YOUR OBJECTIVE ▸ Convert the lines starting at the first one and ending at the line that contains "left=268, top=79, right=600, bottom=126" into a Markdown table with the columns Row and Line, one numbered row per line and blank lines left out. Leave the pictures out of the table.

───

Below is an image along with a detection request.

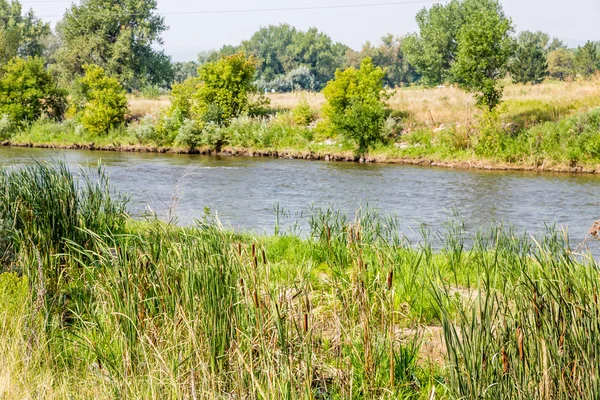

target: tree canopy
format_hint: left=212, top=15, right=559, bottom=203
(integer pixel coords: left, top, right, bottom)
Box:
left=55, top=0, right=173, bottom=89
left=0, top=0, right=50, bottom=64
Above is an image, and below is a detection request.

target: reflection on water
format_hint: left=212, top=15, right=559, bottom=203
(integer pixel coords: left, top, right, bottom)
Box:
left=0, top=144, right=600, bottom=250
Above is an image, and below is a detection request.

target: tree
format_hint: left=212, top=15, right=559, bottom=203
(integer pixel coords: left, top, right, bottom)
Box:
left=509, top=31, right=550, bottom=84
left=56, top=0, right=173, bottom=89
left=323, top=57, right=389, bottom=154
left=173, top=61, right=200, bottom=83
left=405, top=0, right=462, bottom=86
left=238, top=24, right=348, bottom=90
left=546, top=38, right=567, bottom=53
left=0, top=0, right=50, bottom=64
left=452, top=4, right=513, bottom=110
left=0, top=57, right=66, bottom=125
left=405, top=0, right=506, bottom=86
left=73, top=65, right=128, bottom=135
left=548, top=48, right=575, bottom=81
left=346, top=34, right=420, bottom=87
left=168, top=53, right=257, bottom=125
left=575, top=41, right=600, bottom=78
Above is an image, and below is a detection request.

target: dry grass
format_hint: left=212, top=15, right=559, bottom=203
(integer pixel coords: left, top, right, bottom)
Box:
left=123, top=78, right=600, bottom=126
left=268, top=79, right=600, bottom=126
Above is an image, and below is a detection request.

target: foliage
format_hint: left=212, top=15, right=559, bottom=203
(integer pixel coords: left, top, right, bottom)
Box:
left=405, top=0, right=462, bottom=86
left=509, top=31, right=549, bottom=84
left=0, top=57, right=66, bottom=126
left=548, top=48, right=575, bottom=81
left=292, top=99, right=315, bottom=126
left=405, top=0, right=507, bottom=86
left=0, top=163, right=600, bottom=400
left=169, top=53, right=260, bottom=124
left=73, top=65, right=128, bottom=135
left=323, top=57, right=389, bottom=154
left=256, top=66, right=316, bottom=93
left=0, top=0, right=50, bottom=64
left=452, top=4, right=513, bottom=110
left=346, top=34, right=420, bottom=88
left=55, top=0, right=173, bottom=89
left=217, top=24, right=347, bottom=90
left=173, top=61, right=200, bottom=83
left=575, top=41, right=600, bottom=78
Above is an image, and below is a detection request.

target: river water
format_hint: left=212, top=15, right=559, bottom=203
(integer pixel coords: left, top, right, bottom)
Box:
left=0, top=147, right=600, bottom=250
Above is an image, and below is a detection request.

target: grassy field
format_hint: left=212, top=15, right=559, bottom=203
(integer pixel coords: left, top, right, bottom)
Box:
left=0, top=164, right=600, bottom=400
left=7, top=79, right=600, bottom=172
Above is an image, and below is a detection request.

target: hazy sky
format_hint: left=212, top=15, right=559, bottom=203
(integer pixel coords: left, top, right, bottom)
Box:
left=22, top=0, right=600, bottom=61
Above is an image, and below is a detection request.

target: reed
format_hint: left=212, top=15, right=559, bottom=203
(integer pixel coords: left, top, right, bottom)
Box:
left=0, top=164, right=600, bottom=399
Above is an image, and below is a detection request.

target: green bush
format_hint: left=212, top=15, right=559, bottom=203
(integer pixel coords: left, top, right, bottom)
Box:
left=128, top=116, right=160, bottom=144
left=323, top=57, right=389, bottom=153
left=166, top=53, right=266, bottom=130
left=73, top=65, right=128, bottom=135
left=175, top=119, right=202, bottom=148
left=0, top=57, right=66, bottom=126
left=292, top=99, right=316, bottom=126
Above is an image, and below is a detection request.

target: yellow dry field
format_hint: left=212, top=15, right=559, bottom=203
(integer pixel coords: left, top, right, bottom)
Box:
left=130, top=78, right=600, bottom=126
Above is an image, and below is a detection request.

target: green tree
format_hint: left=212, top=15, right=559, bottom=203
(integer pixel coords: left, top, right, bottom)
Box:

───

CORRECT OUTPUT ▸
| Row | Line |
|---|---|
| 1 | Below is an image along with a detection request. |
| 2 | target: tree canopy |
| 3 | format_hint: left=212, top=15, right=559, bottom=203 |
| 4 | (integer pixel coords: left, top, right, bottom) |
| 5 | Box: |
| 6 | left=55, top=0, right=173, bottom=89 |
| 7 | left=0, top=0, right=50, bottom=64 |
| 8 | Above is an image, and below is a detection request. |
| 9 | target: reflection on water |
| 10 | format_hint: left=212, top=15, right=559, bottom=203 |
| 11 | (integer pixel coords: left, top, right, bottom) |
| 12 | Box: |
| 13 | left=0, top=144, right=600, bottom=250 |
| 14 | Above is an image, and below is a detection request. |
| 15 | target: tree |
| 16 | format_hint: left=212, top=15, right=559, bottom=203 |
| 17 | (integer pixel coords: left, top, right, bottom) |
| 18 | Box: |
| 19 | left=509, top=31, right=550, bottom=84 |
| 20 | left=56, top=0, right=173, bottom=89 |
| 21 | left=323, top=57, right=389, bottom=154 |
| 22 | left=173, top=61, right=200, bottom=83 |
| 23 | left=405, top=0, right=462, bottom=86 |
| 24 | left=238, top=24, right=348, bottom=90 |
| 25 | left=546, top=38, right=567, bottom=53 |
| 26 | left=0, top=0, right=50, bottom=64 |
| 27 | left=452, top=4, right=513, bottom=110 |
| 28 | left=0, top=57, right=66, bottom=125 |
| 29 | left=405, top=0, right=506, bottom=86 |
| 30 | left=73, top=65, right=128, bottom=135 |
| 31 | left=548, top=48, right=575, bottom=81 |
| 32 | left=346, top=34, right=420, bottom=87 |
| 33 | left=168, top=53, right=257, bottom=125 |
| 34 | left=575, top=41, right=600, bottom=78 |
| 35 | Above is an image, and below is a detection request. |
| 36 | target: dry grass |
| 37 | format_hint: left=212, top=15, right=559, bottom=203 |
| 38 | (integer pixel coords: left, top, right, bottom) |
| 39 | Box: |
| 40 | left=123, top=78, right=600, bottom=126 |
| 41 | left=268, top=79, right=600, bottom=126 |